Prompt >> Which lines in the records below contain the word "blue"? Extract each of those lines in full, treating uppercase and lowercase as distinct.

___ Data provided ___

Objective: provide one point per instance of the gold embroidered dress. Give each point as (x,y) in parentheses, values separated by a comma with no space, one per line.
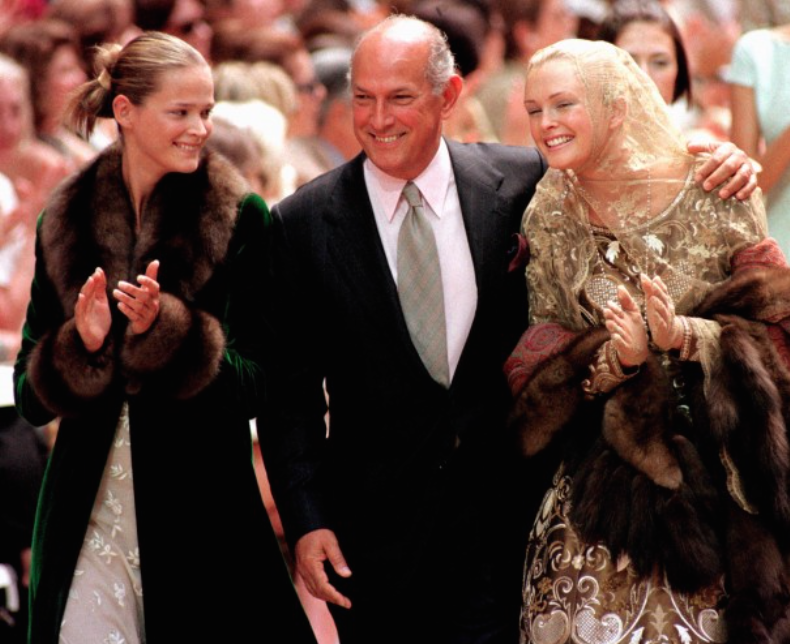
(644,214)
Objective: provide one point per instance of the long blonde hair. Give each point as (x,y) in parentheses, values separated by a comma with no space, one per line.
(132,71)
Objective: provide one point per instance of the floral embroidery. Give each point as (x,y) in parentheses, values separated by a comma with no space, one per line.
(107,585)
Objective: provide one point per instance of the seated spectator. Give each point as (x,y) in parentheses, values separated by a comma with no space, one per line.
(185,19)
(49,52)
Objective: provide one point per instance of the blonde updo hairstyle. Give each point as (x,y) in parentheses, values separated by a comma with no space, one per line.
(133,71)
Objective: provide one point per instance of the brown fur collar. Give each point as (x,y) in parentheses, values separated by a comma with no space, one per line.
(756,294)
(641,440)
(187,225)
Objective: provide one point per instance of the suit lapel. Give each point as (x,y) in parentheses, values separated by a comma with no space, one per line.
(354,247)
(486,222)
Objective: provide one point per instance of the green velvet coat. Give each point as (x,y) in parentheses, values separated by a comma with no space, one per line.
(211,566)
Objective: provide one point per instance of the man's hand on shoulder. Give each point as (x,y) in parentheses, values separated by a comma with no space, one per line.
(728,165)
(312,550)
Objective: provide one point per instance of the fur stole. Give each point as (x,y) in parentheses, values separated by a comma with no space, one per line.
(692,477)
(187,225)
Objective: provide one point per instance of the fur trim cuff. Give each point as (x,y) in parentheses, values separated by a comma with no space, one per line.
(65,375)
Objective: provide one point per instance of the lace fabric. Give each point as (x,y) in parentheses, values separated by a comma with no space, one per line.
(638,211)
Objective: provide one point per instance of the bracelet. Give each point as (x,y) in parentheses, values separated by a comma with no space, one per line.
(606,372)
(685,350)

___
___ Data provided ___

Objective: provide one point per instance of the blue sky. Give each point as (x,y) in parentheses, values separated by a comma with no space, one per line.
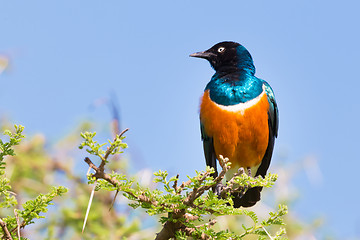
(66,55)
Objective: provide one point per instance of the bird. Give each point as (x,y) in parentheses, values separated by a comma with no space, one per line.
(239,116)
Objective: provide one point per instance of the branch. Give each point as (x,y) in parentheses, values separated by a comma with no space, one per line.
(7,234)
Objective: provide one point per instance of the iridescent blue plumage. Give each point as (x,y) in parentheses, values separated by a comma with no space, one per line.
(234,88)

___

Written answer >>
Objective: provide one point per instance of the blue sky. Give each point as (x,y) in parentheses, values separated by a comma with no space, one per line.
Objective: provide one point per instance of the iridescent blue plumage. Give each point as (x,y) in parentheses, values separated by a comma with no space, one per line.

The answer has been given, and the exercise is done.